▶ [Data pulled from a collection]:

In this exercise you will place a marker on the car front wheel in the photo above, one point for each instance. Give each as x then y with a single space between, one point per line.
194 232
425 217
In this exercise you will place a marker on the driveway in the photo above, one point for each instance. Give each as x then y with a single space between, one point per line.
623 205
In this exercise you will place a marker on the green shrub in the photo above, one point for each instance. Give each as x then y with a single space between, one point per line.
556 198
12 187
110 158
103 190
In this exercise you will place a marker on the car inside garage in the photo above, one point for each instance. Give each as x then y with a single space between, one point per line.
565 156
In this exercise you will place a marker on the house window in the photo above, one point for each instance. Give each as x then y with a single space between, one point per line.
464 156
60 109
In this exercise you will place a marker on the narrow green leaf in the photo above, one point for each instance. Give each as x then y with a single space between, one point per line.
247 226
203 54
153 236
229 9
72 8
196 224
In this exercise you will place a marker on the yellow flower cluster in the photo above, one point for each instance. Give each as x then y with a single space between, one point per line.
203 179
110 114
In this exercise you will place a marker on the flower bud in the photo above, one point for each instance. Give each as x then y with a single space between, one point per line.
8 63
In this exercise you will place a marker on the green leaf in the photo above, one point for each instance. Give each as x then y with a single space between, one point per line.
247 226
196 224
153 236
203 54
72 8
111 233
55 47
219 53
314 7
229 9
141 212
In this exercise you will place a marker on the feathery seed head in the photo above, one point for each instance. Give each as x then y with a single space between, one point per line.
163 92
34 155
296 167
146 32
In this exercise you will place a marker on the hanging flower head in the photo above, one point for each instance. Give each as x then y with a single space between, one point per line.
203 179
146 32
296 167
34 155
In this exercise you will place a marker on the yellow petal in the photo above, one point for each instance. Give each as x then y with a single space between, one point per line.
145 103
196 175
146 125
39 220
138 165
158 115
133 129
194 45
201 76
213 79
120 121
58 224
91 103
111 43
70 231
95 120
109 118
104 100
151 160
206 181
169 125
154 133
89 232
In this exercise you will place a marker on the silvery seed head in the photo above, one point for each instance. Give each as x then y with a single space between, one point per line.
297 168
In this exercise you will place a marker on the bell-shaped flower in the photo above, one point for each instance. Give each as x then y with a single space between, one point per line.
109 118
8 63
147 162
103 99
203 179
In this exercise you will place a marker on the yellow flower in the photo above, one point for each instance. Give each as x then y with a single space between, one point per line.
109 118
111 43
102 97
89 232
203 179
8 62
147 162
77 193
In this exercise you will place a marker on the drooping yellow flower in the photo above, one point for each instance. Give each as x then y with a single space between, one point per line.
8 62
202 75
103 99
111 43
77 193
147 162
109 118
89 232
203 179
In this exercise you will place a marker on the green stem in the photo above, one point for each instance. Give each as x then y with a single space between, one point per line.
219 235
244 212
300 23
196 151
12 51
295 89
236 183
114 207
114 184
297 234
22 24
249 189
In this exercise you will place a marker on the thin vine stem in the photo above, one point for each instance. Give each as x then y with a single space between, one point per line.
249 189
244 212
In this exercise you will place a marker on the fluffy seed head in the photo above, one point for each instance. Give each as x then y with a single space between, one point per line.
...
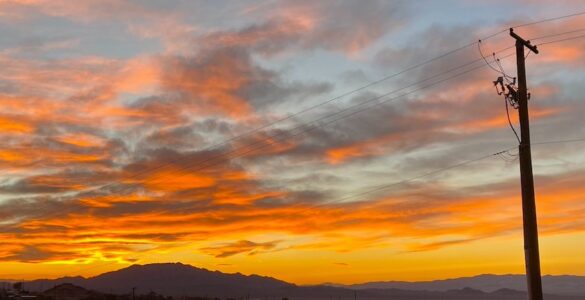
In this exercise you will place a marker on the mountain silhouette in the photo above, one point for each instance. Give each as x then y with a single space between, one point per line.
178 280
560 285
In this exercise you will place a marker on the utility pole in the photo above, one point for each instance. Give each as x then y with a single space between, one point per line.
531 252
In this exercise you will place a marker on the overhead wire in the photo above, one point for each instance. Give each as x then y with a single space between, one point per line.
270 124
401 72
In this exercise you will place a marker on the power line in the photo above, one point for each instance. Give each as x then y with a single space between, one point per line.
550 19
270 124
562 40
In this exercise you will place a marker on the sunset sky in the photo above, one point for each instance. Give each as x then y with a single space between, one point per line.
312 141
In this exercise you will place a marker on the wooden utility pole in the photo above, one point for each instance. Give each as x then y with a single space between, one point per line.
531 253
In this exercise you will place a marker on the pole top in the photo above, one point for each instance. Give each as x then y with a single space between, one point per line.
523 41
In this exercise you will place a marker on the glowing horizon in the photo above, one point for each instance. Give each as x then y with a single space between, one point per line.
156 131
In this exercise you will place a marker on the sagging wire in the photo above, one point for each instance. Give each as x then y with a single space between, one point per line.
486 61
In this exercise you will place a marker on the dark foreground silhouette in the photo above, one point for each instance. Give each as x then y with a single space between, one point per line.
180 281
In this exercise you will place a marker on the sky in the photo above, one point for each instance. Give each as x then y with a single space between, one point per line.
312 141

▶ [GOAL OF THE EXERCISE]: Show each line of the rows above that contains the string "stem". Uppercase and lowercase letters count as different.

▶ [COMPLETE ANSWER]:
In this exercise you will place a marker on the green stem in the photo above, one point for each instance. Give each as x then y with a single space between, one point per line.
In this exercise you will place a marker on the thin vine stem in the photo above, one point for each instance. Give each as x then y with a single space between, one point per line.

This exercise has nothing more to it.